この宮良英加さんの話と、宮良ルリ先生がその時感じたことについて、自分の考えをまとめなさい。





【解答・採点基準】
満点は6点。
◎ 歴史的事実に基づかないで、書かれた「感想文」は0点。
① 学徒出陣は、兵役が免除されていた学生たちに、兵役の義務を課して戦場に兵隊として出ることを命じたものである。
② 徹底した皇民化教育によって、天皇のために死ぬことが国民の最高の名誉であることが教えこまれ、「生きる」ことよりも「死ぬ」ことを考える子どもたち・国民が多い時代であった。
③ 戦前・戦中の教育は考えることよりも、教育勅語などをおぼえることを重視し、子どもや国民に批判力を育てることを教育機関はしなかった。
④ その他、戦争当時の歴史的な事実を説明し、その事実と宮良英加さんや宮良ルリ先生の感じ方が結びついていることを指摘している。
以上の論点などにふれておれば、それぞれにつき各2点を加点する。
◎ その他、論理矛盾は、2点減点とする。
なお、今日の感覚のみで、宮良英加さんや、宮良ルリ先生の感じ方を批評する作文は、プラス評価(加点)しない。
──────
▸ やること:
a) 採点基準の文章を読んで、次の問いに答えてください。
(i) 満点は何点ですか。
(ii) 歴史的事実に基づかないで書かれた「感想文」は何点ですか。
(iii) 論理矛盾があると何点減点されますか。
b) 採点基準の文章の「① 学徒出陣は、兵役が免除さ」から「以上の論点などにふれておれば、それぞれにつき各2点を加点する。」まで（両端も含めて）を、「教育機関」を「学校」に置き換えて書き直してください。
c) 採点基準の文章で、①から④の番号が付いた論点をすべて、文章にあるとおりに書き出してください。

▸ 元データ:
──────
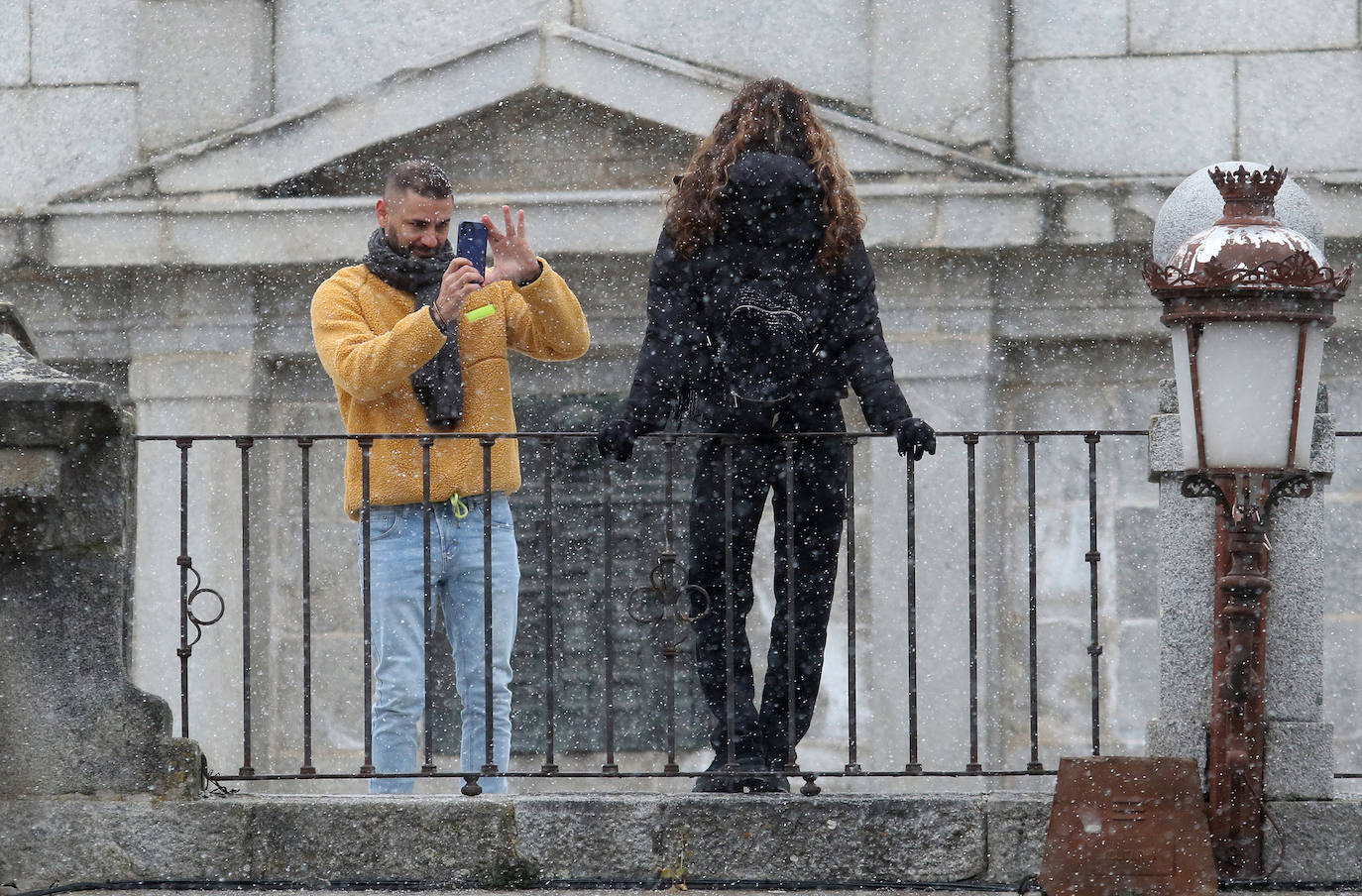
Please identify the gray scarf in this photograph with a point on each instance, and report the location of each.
(439, 383)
──────
▸ 解答の結果:
a)
(i) 6点
(ii) 0点
(iii) 2点

b)
① 学徒出陣は、兵役が免除されていた学生たちに、兵役の義務を課して戦場に兵隊として出ることを命じたものである。
② 徹底した皇民化教育によって、天皇のために死ぬことが国民の最高の名誉であることが教えこまれ、「生きる」ことよりも「死ぬ」ことを考える子どもたち・国民が多い時代であった。
③ 戦前・戦中の教育は考えることよりも、教育勅語などをおぼえることを重視し、子どもや国民に批判力を育てることを学校はしなかった。
④ その他、戦争当時の歴史的な事実を説明し、その事実と宮良英加さんや宮良ルリ先生の感じ方が結びついていることを指摘している。
以上の論点などにふれておれば、それぞれにつき各2点を加点する。

c)
① 学徒出陣は、兵役が免除されていた学生たちに、兵役の義務を課して戦場に兵隊として出ることを命じたものである。
② 徹底した皇民化教育によって、天皇のために死ぬことが国民の最高の名誉であることが教えこまれ、「生きる」ことよりも「死ぬ」ことを考える子どもたち・国民が多い時代であった。
③ 戦前・戦中の教育は考えることよりも、教育勅語などをおぼえることを重視し、子どもや国民に批判力を育てることを教育機関はしなかった。
④ その他、戦争当時の歴史的な事実を説明し、その事実と宮良英加さんや宮良ルリ先生の感じ方が結びついていることを指摘している。